Record set start
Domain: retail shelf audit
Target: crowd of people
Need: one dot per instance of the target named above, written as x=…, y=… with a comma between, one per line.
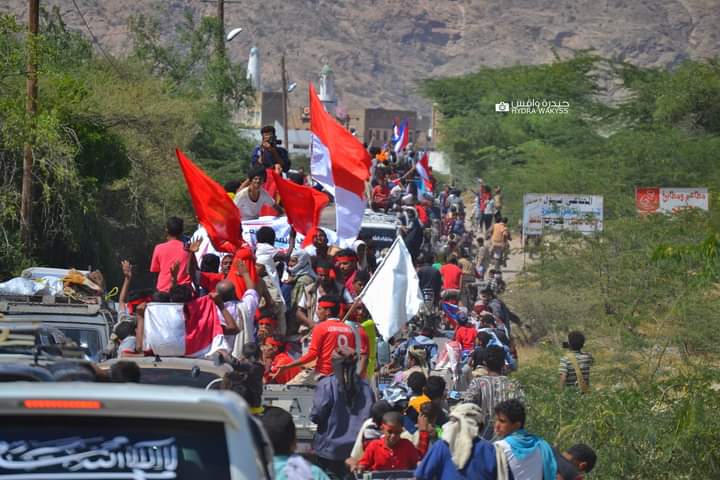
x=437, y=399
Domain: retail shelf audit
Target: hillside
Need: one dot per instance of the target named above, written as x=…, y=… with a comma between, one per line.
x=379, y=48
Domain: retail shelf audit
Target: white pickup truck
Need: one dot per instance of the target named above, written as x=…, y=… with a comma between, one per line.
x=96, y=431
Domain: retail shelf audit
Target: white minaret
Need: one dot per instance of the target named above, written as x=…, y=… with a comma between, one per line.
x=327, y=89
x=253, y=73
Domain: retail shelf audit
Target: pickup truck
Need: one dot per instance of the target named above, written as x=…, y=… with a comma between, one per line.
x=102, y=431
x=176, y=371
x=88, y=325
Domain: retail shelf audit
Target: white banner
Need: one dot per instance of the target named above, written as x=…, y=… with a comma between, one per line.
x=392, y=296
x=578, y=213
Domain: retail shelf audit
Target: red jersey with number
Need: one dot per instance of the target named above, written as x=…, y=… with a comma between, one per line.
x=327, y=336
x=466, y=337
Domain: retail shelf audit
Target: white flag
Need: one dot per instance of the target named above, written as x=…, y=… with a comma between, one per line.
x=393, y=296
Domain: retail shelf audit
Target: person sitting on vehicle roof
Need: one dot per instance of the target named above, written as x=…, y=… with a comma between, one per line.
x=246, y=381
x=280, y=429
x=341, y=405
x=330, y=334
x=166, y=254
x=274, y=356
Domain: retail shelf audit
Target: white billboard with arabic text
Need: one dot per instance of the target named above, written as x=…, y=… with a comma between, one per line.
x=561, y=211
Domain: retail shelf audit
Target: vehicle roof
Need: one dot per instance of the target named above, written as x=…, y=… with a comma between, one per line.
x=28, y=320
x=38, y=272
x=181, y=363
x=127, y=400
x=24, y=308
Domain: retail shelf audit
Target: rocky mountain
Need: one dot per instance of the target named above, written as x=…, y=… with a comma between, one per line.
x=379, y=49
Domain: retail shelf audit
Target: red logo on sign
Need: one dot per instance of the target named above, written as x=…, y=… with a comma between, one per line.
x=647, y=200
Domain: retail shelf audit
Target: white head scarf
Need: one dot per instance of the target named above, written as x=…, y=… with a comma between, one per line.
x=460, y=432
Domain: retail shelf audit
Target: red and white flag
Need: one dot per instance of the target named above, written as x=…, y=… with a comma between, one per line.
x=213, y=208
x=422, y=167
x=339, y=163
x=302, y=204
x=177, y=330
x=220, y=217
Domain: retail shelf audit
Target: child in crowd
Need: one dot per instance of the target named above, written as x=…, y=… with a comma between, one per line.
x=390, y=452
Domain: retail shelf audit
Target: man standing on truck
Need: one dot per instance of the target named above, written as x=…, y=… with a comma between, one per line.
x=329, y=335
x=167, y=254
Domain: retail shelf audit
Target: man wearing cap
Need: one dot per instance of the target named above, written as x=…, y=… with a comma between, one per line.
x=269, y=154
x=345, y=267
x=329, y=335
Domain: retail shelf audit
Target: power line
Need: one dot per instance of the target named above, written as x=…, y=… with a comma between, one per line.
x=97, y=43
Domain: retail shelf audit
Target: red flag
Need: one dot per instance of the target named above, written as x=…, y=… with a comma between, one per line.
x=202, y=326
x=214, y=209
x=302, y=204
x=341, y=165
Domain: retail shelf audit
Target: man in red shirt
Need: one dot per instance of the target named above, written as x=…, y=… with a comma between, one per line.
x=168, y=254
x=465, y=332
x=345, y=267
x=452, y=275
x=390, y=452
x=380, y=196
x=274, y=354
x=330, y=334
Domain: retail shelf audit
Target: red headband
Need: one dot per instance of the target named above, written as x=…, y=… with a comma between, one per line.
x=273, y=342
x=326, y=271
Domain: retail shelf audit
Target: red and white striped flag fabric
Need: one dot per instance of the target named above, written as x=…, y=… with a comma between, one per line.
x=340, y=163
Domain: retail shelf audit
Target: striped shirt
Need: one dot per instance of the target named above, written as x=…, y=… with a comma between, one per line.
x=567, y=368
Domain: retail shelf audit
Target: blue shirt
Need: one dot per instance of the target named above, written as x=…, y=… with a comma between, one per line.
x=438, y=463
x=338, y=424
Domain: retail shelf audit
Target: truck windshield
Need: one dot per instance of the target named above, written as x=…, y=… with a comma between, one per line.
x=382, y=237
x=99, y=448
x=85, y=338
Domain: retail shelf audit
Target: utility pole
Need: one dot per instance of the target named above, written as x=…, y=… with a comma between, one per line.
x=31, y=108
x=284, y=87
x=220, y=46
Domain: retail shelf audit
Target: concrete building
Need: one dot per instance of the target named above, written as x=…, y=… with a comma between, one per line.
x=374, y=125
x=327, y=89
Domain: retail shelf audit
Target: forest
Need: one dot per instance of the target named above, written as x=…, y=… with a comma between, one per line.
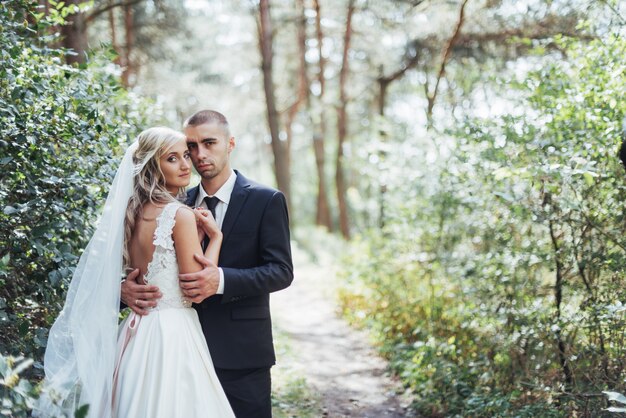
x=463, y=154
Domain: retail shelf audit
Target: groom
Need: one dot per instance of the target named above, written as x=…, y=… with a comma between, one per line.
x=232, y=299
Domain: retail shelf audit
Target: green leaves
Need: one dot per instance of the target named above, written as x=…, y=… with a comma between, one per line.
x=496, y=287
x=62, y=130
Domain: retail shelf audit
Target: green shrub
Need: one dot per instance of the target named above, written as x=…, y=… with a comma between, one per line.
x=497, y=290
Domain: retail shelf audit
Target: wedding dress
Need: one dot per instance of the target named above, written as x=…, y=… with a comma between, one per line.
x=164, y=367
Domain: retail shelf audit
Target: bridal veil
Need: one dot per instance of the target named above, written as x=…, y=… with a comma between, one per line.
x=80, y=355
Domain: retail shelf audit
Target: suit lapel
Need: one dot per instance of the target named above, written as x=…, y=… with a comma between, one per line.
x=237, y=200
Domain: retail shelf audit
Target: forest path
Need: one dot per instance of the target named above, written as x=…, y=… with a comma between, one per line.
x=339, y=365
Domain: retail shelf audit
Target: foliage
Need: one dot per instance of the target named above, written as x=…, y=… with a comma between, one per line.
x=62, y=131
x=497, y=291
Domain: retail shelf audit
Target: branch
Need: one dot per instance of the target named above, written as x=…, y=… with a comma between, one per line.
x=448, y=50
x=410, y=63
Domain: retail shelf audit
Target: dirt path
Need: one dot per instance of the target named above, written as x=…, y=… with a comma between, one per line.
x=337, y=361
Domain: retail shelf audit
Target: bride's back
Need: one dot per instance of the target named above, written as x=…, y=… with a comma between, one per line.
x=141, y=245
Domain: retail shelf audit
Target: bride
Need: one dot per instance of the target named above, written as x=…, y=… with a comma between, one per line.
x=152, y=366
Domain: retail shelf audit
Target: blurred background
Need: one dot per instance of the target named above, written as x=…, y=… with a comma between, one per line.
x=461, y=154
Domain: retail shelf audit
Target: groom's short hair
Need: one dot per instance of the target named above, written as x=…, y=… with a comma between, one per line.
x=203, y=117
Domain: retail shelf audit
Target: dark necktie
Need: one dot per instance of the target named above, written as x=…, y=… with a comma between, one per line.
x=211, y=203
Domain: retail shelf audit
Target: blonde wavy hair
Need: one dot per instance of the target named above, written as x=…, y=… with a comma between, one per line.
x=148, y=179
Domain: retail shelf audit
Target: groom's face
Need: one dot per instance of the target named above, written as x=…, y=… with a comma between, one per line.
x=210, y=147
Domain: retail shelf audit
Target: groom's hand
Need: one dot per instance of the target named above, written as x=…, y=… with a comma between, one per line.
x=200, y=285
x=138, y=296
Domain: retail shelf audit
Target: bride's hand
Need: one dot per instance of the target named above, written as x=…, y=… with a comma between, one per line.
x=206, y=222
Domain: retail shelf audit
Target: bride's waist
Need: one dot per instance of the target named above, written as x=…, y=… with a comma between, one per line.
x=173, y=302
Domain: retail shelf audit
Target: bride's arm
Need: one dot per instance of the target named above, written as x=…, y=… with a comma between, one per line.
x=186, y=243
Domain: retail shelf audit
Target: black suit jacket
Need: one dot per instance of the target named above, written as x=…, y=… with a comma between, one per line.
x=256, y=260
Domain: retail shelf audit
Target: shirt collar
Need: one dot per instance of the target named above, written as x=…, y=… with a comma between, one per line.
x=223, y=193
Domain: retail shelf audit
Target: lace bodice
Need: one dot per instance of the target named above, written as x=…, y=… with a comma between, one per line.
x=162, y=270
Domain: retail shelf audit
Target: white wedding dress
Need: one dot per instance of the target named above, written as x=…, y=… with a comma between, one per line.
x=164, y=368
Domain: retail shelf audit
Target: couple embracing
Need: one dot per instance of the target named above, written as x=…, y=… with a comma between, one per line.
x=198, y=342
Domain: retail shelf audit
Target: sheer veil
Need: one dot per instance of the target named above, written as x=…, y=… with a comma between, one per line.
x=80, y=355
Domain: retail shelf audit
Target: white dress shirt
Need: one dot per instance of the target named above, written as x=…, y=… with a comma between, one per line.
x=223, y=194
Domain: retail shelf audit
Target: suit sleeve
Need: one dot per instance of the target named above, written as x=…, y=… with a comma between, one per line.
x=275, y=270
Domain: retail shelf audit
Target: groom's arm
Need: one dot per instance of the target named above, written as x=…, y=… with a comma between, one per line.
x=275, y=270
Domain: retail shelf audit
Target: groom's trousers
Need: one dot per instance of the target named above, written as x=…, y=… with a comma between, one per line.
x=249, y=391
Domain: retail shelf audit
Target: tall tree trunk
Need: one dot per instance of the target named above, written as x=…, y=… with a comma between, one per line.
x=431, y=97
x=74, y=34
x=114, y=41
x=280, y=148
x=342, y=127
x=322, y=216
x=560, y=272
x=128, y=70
Record set end
Stated problem:
Tally the lines of the records that contain the word "truck", treating uppercase and lowercase as distinct, and give only the number.

Exercise solution:
4